[WHAT IS ASKED]:
Repeat the lines between the one containing "target: drooping flower" and the one containing "338), (587, 336)]]", inclusive, exactly as they appear in the records below.
╭─ DATA EXCERPTS
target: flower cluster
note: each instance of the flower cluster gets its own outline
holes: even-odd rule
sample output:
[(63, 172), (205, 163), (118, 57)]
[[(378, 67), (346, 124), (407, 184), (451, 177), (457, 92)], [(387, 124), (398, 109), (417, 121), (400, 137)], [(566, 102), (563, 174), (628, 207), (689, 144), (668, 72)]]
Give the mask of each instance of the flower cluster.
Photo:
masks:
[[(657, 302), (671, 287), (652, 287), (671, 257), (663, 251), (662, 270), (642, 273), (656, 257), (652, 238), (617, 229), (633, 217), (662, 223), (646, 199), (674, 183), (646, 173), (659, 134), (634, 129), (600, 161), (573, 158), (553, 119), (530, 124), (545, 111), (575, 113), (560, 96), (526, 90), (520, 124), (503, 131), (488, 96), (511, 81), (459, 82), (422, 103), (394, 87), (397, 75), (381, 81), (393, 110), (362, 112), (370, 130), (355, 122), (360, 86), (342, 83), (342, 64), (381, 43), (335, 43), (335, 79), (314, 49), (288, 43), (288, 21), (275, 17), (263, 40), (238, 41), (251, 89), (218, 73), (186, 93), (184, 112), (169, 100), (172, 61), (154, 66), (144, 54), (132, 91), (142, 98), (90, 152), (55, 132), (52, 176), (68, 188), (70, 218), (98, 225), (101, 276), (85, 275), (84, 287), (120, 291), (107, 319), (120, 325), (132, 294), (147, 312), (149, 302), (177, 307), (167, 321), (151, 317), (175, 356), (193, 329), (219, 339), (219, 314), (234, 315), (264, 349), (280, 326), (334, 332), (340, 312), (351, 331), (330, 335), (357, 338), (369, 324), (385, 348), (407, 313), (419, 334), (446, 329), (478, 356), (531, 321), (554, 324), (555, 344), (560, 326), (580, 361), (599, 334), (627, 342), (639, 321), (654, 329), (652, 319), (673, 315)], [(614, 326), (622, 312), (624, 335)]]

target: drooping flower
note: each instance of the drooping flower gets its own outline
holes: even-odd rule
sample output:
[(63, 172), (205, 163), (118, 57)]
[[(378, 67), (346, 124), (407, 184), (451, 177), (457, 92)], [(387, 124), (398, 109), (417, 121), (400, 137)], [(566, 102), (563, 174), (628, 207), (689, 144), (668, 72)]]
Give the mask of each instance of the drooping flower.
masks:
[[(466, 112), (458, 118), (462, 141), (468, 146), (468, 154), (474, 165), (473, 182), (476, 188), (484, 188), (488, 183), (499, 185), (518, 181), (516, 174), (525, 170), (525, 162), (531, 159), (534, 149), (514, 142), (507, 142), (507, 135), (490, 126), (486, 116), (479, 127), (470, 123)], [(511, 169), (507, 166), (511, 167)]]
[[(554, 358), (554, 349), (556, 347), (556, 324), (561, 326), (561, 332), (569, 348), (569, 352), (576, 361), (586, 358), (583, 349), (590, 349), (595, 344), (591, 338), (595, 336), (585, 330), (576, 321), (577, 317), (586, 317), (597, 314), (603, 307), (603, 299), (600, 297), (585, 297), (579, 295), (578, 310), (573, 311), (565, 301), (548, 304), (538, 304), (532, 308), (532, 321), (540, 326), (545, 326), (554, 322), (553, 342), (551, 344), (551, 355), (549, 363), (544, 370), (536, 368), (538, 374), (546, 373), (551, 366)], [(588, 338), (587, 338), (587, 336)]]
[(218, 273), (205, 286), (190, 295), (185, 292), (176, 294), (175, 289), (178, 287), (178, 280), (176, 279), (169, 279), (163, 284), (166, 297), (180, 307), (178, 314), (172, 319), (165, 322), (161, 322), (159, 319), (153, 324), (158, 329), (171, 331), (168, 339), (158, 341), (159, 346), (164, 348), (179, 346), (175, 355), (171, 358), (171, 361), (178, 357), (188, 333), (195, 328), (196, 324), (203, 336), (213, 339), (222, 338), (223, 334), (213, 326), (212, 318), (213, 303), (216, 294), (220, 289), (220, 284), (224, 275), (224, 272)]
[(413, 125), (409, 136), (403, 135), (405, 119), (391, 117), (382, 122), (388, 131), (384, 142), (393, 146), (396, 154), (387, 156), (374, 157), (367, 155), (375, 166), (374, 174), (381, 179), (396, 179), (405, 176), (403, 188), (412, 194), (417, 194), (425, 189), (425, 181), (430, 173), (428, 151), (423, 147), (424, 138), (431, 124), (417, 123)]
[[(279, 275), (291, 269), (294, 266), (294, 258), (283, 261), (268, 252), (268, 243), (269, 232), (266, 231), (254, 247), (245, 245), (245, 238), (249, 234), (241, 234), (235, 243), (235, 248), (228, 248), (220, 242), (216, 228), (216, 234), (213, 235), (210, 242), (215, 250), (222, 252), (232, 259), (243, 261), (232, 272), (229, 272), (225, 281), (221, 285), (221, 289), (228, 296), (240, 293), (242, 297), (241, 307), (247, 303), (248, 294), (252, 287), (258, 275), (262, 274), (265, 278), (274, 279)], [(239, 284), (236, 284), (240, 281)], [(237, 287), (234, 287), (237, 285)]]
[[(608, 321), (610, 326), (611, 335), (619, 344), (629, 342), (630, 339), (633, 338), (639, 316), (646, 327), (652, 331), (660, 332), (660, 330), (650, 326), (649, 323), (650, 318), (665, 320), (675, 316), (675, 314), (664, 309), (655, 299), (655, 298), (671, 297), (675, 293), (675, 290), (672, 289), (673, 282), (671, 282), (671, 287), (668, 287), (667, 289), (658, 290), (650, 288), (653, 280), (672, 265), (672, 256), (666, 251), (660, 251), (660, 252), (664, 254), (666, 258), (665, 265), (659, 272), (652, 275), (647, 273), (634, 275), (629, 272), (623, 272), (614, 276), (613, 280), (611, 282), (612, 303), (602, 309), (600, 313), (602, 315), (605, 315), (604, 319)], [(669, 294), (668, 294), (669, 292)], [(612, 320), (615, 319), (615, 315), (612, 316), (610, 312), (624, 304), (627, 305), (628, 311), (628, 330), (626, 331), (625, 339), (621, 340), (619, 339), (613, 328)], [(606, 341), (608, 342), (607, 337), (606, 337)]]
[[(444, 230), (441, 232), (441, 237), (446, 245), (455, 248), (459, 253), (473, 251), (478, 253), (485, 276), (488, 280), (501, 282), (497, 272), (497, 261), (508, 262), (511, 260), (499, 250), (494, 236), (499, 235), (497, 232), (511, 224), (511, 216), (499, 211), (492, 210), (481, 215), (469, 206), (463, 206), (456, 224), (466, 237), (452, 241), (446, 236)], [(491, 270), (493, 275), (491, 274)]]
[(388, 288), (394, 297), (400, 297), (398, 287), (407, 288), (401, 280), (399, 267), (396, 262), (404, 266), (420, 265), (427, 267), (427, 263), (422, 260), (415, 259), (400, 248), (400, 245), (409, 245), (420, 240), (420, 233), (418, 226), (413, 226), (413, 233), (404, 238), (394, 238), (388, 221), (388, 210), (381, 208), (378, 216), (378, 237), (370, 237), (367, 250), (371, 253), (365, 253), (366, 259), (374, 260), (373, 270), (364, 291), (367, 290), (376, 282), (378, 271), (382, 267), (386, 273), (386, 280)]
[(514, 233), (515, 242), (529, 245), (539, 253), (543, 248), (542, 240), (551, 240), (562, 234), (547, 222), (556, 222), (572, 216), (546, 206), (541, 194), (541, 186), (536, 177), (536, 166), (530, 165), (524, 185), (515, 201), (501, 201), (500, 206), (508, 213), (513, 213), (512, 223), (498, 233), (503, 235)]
╰─
[RESULT]:
target: drooping flower
note: each instance of the drooping flower gets its own outline
holes: even-odd rule
sample output:
[(63, 172), (205, 163), (118, 57)]
[[(378, 67), (346, 124), (407, 184), (451, 177), (457, 92)], [(387, 124), (398, 109), (417, 121), (400, 137)], [(566, 102), (563, 174), (628, 207), (689, 144), (668, 72)]]
Give the mask of each instance of the drooping flower.
masks:
[[(466, 112), (458, 118), (462, 141), (468, 146), (468, 154), (474, 165), (473, 182), (476, 188), (484, 188), (488, 183), (499, 185), (518, 181), (516, 174), (525, 170), (525, 162), (531, 159), (534, 149), (514, 142), (507, 142), (507, 135), (490, 126), (486, 116), (479, 127), (470, 123)], [(511, 169), (507, 166), (511, 167)]]
[[(554, 358), (554, 349), (556, 347), (556, 324), (561, 326), (561, 332), (569, 348), (569, 352), (576, 361), (586, 358), (583, 349), (590, 349), (595, 344), (591, 338), (595, 336), (585, 330), (576, 321), (577, 317), (586, 317), (597, 314), (603, 307), (603, 299), (600, 297), (585, 297), (579, 295), (578, 310), (573, 311), (565, 301), (548, 304), (538, 304), (532, 308), (532, 321), (540, 326), (545, 326), (554, 322), (553, 342), (551, 344), (551, 355), (549, 363), (544, 370), (536, 368), (538, 374), (546, 373), (551, 366)], [(588, 338), (587, 338), (587, 336)]]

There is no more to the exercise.